start SOURCE DOCUMENT

Gzip/Compression Errors in Your Sitemap
When your sitemap.xml.gz is corrupted, double-compressed, or served with mismatched Content-Encoding headers, Googlebot cannot decode it and logs "Couldn't fetch" in Search Console. Every URL inside becomes invisible to search engines, even if the rest of your site is healthy.
What is this error?
A gzip/compression error occurs when a crawler requests your sitemap.xml.gz and either (a) receives data that cannot be inflated with the DEFLATE algorithm, (b) gets a file whose magic bytes (1F 8B) are missing or truncated, or (c) receives a Content-Encoding: gzip header on top of an already-compressed .gz body, triggering double-decode failure. Google Search Console typically reports "Sitemap could not be read" or "General HTTP error" for these cases.
Why does it happen?
The most common cause is misconfigured servers that apply gzip transport compression to a pre-gzipped static file. Nginx gzip_static, Apache mod_deflate, and Cloudflare auto-minify all have edge cases that can corrupt .gz sitemaps. Other causes include FTP transfers in ASCII mode (which alters line endings inside the gzip stream), CMS plugins that write incomplete .gz trailers, and build pipelines that truncate files over 10MB.

end SOURCE DOCUMENT

**STATED PROBLEM 1:** Reproduce the passage from the page on gzip sitemap errors that begins at the words "Gzip/Compression Errors in" and ends after "is this error?".
**STATED PROBLEM 2:** Carry on writing the page on gzip sitemap errors, picking up after its final sentence.
The rows after this point are separate material and have no connection to the page on gzip sitemap errors.

start LISTED RECORDS

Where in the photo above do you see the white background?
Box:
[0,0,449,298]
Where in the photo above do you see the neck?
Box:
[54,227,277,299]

end LISTED RECORDS

**TASK RESULT 1:**
Gzip/Compression Errors in Your Sitemap
When your sitemap.xml.gz is corrupted, double-compressed, or served with mismatched Content-Encoding headers, Googlebot cannot decode it and logs "Couldn't fetch" in Search Console. Every URL inside becomes invisible to search engines, even if the rest of your site is healthy.
What is this error?

**TASK RESULT 2:**
Why does it hurt SEO?
A gzip error is catastrophic: Google treats the entire sitemap as empty, so none of its URLs receive the discovery boost sitemaps provide. Fresh content can take weeks longer to get crawled, and existing pages lose the lastmod signal entirely. Sites with 10,000+ URLs often see indexed-page counts collapse within two to three weeks of a gzip break.
How to detect it
Run curl -I https://yoursite.com/sitemap.xml.gz and check the Content-Encoding header. Then run curl https://yoursite.com/sitemap.xml.gz | gunzip - if it errors with "unexpected end of file" or "not in gzip format", you have a problem. Sitemap Fixer automates this check and shows you the exact byte position where decoding fails.
How to fix it
1. Regenerate the .gz file locally with `gzip -9 sitemap.xml` and upload it in binary mode. 2. Disable server-level gzip for .gz files (Nginx: `gzip off` in a `location ~ \.gz$` block). 3. Verify the response: `Content-Type: application/x-gzip` with NO `Content-Encoding: gzip` header. 4. If your sitemap is under 10MB, drop gzip entirely - serve plain sitemap.xml instead. 5. In Search Console, resubmit the sitemap and watch for the "Success" status within 24 hours. 6. Add a weekly cron that fetches and decodes the .gz file to catch future regressions.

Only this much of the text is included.